Task item: Images aside, return all the entries exactly.

Image point grounding data
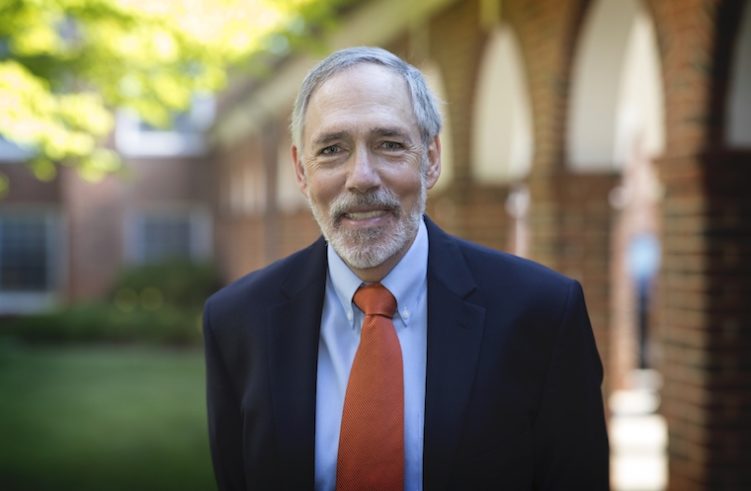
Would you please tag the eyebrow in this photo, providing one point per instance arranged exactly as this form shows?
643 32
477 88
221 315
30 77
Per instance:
390 131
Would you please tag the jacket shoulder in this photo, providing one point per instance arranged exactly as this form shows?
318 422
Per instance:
267 285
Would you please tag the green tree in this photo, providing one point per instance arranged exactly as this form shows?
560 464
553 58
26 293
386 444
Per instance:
66 65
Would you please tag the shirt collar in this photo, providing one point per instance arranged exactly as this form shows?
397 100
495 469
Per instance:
406 281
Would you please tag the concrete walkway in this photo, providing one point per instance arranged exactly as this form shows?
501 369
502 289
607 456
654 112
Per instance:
638 437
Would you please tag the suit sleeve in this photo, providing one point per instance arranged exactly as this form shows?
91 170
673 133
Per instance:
571 439
224 415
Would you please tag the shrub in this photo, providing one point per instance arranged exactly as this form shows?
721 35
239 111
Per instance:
155 304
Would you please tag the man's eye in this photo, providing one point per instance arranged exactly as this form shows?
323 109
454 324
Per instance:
330 150
392 146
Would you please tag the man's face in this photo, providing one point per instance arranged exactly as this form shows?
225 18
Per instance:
364 167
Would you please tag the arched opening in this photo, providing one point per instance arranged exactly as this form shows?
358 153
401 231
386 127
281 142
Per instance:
433 77
502 118
616 128
739 96
502 127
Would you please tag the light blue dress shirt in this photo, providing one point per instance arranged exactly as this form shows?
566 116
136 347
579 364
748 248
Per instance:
341 323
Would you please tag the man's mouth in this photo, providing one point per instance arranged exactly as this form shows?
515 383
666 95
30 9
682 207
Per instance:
364 215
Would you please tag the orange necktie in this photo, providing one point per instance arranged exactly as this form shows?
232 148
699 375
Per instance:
371 442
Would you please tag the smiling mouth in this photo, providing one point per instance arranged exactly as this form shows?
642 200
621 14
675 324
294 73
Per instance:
364 215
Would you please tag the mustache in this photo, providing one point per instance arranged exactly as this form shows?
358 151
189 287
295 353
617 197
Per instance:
348 202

Task answer:
Would you please tag the eyebrow in this photo, providing one point per instance arranged exactly as this form shows?
643 32
477 88
221 315
30 77
Per instance:
390 131
Would you please tag the jacket shoulder in this photo, providing one point per instance arranged exactly as this form shows?
318 422
Per instance:
267 285
Would you please tag the green tree in this photo, providing one point per instance arranged exactly as this form shows?
560 464
553 58
26 293
386 444
Per instance:
66 65
Would you please tag the shirt collar in this photo, providing one point per instance arranged exactly as this form shows?
397 100
495 469
Per instance:
406 281
Would you please tag the concrete walkway in this photo, providing one point per instance arranged exactly as this form shows?
501 369
502 289
607 456
654 112
Per instance:
638 437
Would you please tag the suit sleeve in this photo, providing one point per instance arranged exactly as this form shows?
91 170
673 133
Per instance:
571 439
224 415
Would you please tag the shrub in this photo, providing one point per instance arranged exactly as this form shows?
721 35
239 111
Per instance:
155 304
Would you please tag the man's eye in this photo, providing one point per instance arranged exactly as this form shows?
323 109
454 324
Per instance:
330 150
392 146
Would you please tag the man's face in this photo, providing one point per instance arranged exactly as this form shows?
225 18
Per instance:
364 167
Would you please tag the arched opening in this photo, providing one point per instance arranged exactly as this form shows?
358 153
401 231
386 127
281 142
Per instance:
433 77
502 118
616 128
739 96
502 127
Would you please tag the light blue dress shirt in this photo, providing one point per instance arranged exactly as this form shows?
566 116
136 347
579 364
748 248
Per instance:
341 323
Would you please tag the man's mouth in this photo, providing one point per instance arranged exactly as this form shows?
515 383
666 95
30 9
682 207
Per instance:
364 215
Would you please tag the orange necktie in this photo, providing one point per instance arranged exactly as this form shows?
232 148
699 375
Per instance:
371 442
Would you please tag the smiling mouth in this photo, providing one point per instance arranged exactly as this form shows?
642 200
621 14
675 324
294 73
Per instance:
364 215
Would you please tag the mustache in this photo, providing one point per instance arranged exactly as this form shows?
358 151
189 287
295 353
617 197
Per instance:
348 202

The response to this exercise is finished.